[start of Information supplied]

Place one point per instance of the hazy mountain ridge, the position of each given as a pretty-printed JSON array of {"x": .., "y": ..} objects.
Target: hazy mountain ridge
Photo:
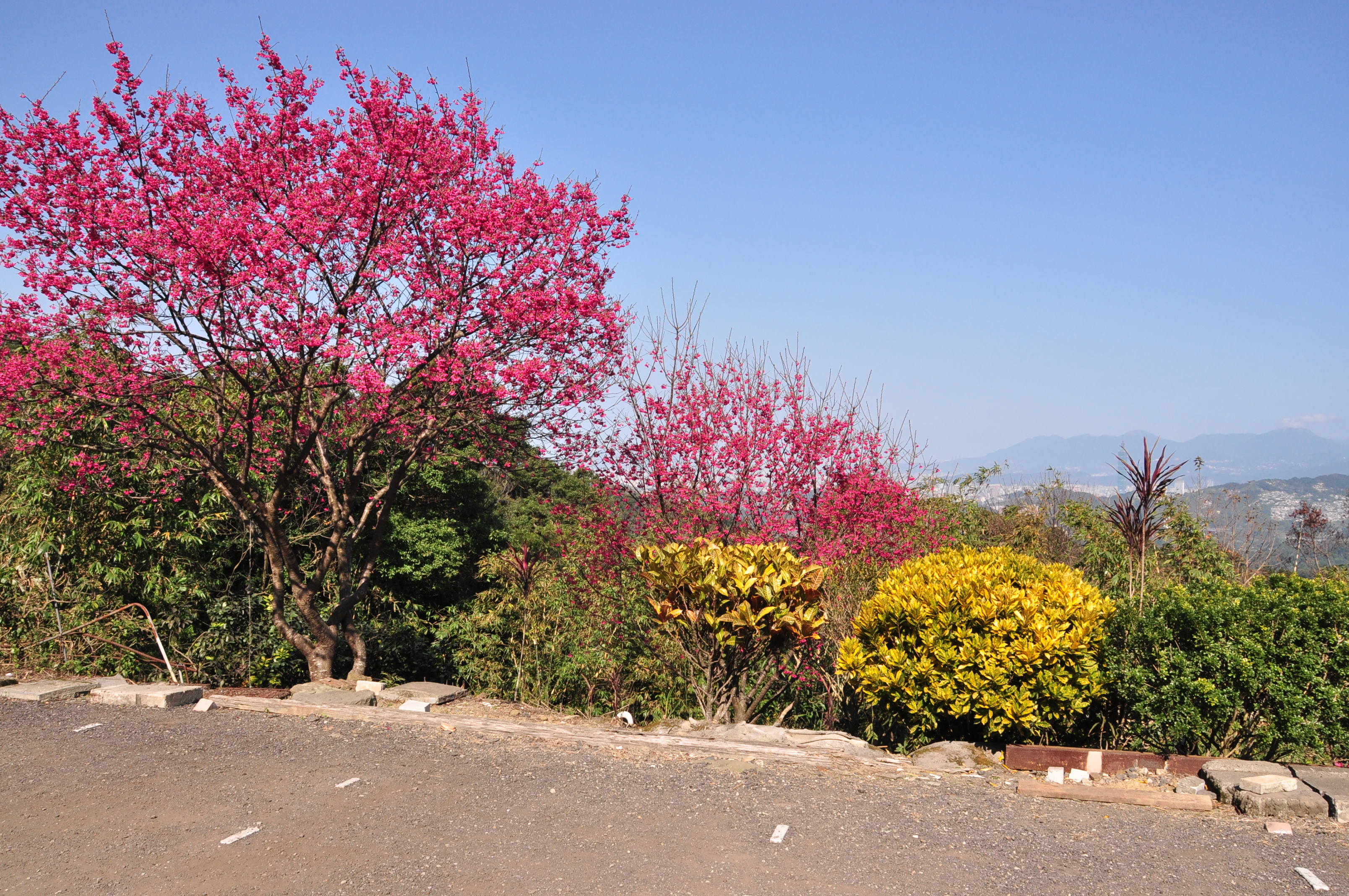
[
  {"x": 1278, "y": 498},
  {"x": 1276, "y": 455}
]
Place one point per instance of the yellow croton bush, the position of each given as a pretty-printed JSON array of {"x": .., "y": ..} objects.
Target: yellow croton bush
[{"x": 989, "y": 641}]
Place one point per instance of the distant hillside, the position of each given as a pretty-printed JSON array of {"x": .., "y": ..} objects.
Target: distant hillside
[
  {"x": 1281, "y": 454},
  {"x": 1281, "y": 497}
]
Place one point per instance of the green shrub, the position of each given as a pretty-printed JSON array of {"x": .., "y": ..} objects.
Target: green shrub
[
  {"x": 1223, "y": 670},
  {"x": 977, "y": 644}
]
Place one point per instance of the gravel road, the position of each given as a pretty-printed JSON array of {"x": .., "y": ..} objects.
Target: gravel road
[{"x": 141, "y": 803}]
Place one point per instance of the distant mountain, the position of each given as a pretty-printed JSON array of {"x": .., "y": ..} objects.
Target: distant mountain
[
  {"x": 1281, "y": 454},
  {"x": 1278, "y": 498}
]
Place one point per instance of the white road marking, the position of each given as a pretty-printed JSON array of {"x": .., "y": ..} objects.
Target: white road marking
[{"x": 232, "y": 839}]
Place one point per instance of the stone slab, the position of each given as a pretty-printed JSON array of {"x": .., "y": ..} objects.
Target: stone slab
[
  {"x": 1332, "y": 783},
  {"x": 1192, "y": 784},
  {"x": 1268, "y": 783},
  {"x": 431, "y": 693},
  {"x": 160, "y": 697},
  {"x": 46, "y": 690},
  {"x": 1300, "y": 803},
  {"x": 316, "y": 687},
  {"x": 335, "y": 697},
  {"x": 1225, "y": 775},
  {"x": 946, "y": 756}
]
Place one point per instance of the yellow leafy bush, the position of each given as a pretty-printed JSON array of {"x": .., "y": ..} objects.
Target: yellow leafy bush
[
  {"x": 738, "y": 613},
  {"x": 988, "y": 643}
]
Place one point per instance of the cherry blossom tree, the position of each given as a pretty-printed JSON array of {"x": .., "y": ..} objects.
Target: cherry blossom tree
[
  {"x": 300, "y": 308},
  {"x": 742, "y": 446}
]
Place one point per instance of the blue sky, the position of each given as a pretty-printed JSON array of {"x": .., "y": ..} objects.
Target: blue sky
[{"x": 1020, "y": 219}]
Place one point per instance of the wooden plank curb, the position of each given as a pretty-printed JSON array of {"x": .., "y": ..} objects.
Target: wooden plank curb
[
  {"x": 1193, "y": 802},
  {"x": 1031, "y": 758},
  {"x": 574, "y": 735}
]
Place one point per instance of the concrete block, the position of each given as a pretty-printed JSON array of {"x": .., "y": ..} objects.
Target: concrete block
[
  {"x": 118, "y": 695},
  {"x": 335, "y": 698},
  {"x": 428, "y": 691},
  {"x": 46, "y": 690},
  {"x": 1300, "y": 803},
  {"x": 1332, "y": 783},
  {"x": 1192, "y": 784},
  {"x": 1225, "y": 775},
  {"x": 1268, "y": 783},
  {"x": 160, "y": 697}
]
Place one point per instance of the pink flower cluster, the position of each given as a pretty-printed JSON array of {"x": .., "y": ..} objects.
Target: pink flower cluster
[{"x": 272, "y": 292}]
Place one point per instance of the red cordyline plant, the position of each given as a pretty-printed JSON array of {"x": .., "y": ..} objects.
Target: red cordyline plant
[
  {"x": 1138, "y": 517},
  {"x": 742, "y": 447},
  {"x": 300, "y": 308}
]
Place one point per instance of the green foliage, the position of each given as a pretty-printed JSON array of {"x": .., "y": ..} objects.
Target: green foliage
[
  {"x": 555, "y": 629},
  {"x": 738, "y": 613},
  {"x": 977, "y": 643},
  {"x": 1216, "y": 668}
]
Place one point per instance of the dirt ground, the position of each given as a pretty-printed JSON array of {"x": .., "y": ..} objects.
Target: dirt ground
[{"x": 141, "y": 803}]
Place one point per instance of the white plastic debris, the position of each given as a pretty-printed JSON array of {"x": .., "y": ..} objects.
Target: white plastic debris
[
  {"x": 1312, "y": 879},
  {"x": 235, "y": 839}
]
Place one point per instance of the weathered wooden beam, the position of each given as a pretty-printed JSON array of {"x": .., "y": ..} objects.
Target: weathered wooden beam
[
  {"x": 1192, "y": 802},
  {"x": 1029, "y": 758},
  {"x": 1038, "y": 759},
  {"x": 570, "y": 733}
]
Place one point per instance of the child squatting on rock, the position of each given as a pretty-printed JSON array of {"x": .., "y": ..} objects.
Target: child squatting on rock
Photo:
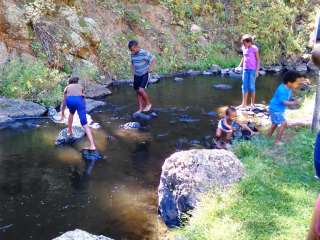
[
  {"x": 74, "y": 99},
  {"x": 142, "y": 64},
  {"x": 225, "y": 128},
  {"x": 281, "y": 100}
]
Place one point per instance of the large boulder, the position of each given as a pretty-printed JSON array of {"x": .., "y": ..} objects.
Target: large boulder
[
  {"x": 188, "y": 174},
  {"x": 16, "y": 108},
  {"x": 63, "y": 138},
  {"x": 80, "y": 235}
]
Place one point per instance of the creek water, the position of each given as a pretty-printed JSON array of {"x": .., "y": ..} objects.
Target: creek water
[{"x": 44, "y": 190}]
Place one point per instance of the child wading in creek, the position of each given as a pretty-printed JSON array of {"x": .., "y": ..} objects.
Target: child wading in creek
[
  {"x": 251, "y": 65},
  {"x": 142, "y": 64},
  {"x": 74, "y": 100},
  {"x": 225, "y": 128},
  {"x": 281, "y": 100}
]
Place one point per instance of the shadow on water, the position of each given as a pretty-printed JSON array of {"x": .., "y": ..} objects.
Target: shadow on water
[{"x": 45, "y": 191}]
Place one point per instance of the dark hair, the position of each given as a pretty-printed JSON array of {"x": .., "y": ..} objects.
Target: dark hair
[
  {"x": 230, "y": 109},
  {"x": 73, "y": 80},
  {"x": 291, "y": 76},
  {"x": 248, "y": 40},
  {"x": 132, "y": 43}
]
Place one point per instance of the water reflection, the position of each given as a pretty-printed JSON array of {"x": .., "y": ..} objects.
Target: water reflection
[{"x": 46, "y": 190}]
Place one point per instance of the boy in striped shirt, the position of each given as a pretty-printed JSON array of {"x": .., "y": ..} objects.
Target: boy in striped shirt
[{"x": 142, "y": 64}]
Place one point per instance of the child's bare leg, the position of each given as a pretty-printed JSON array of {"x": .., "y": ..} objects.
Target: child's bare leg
[
  {"x": 218, "y": 137},
  {"x": 282, "y": 127},
  {"x": 229, "y": 137},
  {"x": 146, "y": 99},
  {"x": 245, "y": 99},
  {"x": 90, "y": 137},
  {"x": 253, "y": 98},
  {"x": 140, "y": 102},
  {"x": 272, "y": 129},
  {"x": 70, "y": 122}
]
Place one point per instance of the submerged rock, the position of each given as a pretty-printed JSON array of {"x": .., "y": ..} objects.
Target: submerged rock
[
  {"x": 93, "y": 104},
  {"x": 215, "y": 69},
  {"x": 187, "y": 174},
  {"x": 274, "y": 68},
  {"x": 177, "y": 79},
  {"x": 63, "y": 138},
  {"x": 80, "y": 235},
  {"x": 187, "y": 119},
  {"x": 193, "y": 73},
  {"x": 222, "y": 86},
  {"x": 154, "y": 78},
  {"x": 91, "y": 155},
  {"x": 131, "y": 125},
  {"x": 144, "y": 116},
  {"x": 207, "y": 73}
]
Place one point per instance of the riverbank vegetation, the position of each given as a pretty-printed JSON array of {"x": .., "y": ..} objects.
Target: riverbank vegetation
[
  {"x": 275, "y": 199},
  {"x": 32, "y": 81}
]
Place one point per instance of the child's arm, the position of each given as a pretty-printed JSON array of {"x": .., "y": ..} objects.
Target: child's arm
[
  {"x": 258, "y": 62},
  {"x": 153, "y": 63},
  {"x": 291, "y": 103},
  {"x": 241, "y": 63},
  {"x": 245, "y": 126},
  {"x": 132, "y": 69},
  {"x": 227, "y": 124}
]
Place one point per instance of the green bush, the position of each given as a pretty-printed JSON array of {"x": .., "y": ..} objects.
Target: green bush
[{"x": 31, "y": 81}]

[end of Information supplied]

# [Set task]
Reproduce every line above, starting with the line containing "Place one point per instance of the green bush, the" and going on through the end of the entries.

# [Answer to the exercise]
Place one point per instance of the green bush, the position of each given as a pretty-printed JSON array of {"x": .., "y": ..} objects.
Target: green bush
[{"x": 31, "y": 81}]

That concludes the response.